» **What is asked**: Set down the stretch of lines from the one containing "Where can you see the fur" through the one containing "(1133, 514)", reproducing each line verbatim.

» **Excerpted data**:
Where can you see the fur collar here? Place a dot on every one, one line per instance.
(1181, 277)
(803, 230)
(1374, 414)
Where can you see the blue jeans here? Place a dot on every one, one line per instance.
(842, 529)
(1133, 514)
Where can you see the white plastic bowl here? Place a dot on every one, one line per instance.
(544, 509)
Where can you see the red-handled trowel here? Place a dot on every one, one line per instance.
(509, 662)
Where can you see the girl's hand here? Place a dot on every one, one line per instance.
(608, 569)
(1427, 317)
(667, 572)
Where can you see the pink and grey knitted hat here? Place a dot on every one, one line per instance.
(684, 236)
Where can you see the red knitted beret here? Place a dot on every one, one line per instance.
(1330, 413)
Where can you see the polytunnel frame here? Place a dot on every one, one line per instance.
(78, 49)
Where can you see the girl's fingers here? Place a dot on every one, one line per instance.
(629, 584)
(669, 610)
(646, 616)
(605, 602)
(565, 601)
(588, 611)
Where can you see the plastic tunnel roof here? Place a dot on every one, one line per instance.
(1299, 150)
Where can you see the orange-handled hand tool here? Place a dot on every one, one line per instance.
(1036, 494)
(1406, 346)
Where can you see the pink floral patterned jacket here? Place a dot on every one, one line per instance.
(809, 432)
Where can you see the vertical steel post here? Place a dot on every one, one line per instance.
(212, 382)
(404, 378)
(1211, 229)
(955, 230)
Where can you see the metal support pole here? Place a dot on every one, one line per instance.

--

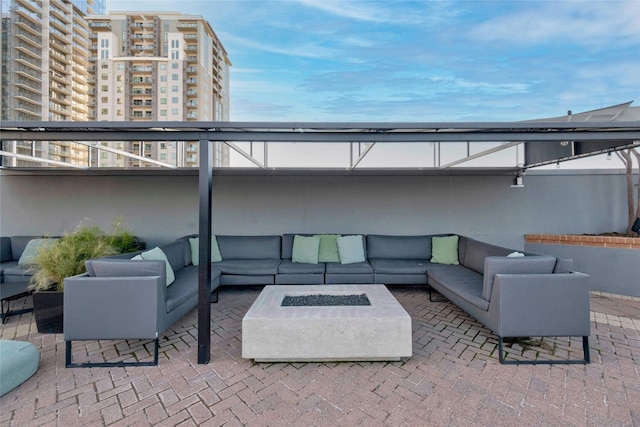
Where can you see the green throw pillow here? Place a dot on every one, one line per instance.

» **Response**:
Where can you see the fur collar here? Place a dot on every one, one line per instance.
(1181, 277)
(803, 230)
(1374, 414)
Where can you see the blue jeans here? Place a dot on every one, one line per instance.
(842, 529)
(1133, 514)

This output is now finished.